> _Source excerpt_:

******

Friday, June 25, 2010

Media: Eviction Halted at CHA Senior Building

Frank Edwards - June 25, 2011 - AREA Chicago

The management at Lake Michigan Apartments told Willett Brown that she'd have to get out of her apartment today, June 25th, or they would put her out.  Willett had been caring for her mother, a long-time resident of Lake Michigan Apartments for 22 years.  Two days after her funeral, management told her she was being evicted.  However, after refusing to keep this intimidation behind closed doors by appealing to Chicago Housing Authority and elected officials (PDF) and organizing a press conference in partnership with Southside Together Organizing for Power, the Kenwood Oakland Community Organization, and the Chicago Anti-Eviction Campaign, Willett won a reprieve and the eviction has been postponed.
Willett Brown Protesting Eviction
Willett Brown speaking out against attempted eviction Frank Edwards
 After calling the press conference, Willett negotiated a three week reprieve to locate alternative housing before legal procedures to evict her could proceed.  Following this reprieve, she will have the opportunity to challenge to eviction in court.

******

> _Dataset content_:
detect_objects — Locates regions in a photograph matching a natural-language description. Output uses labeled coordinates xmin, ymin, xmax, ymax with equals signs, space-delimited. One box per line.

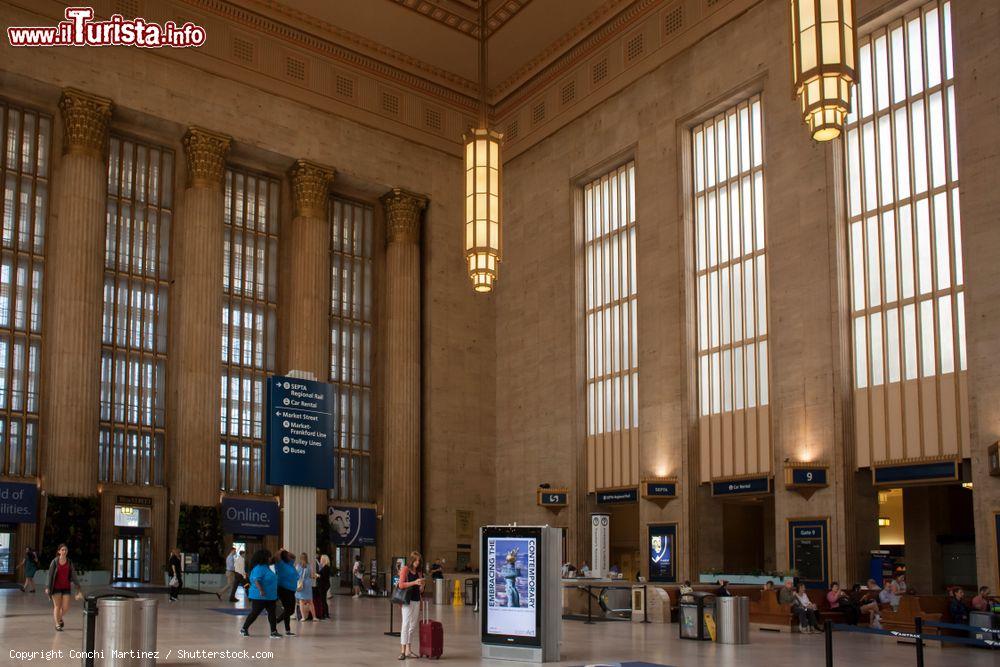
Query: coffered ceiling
xmin=233 ymin=0 xmax=635 ymax=102
xmin=86 ymin=0 xmax=762 ymax=159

******

> _Aim of the exercise_: List the organizations named in the article about the Lake Michigan Apartments eviction as partners in organizing the press conference.

> _Worked solution_:
- Southside Together Organizing for Power
- the Kenwood Oakland Community Organization
- the Chicago Anti-Eviction Campaign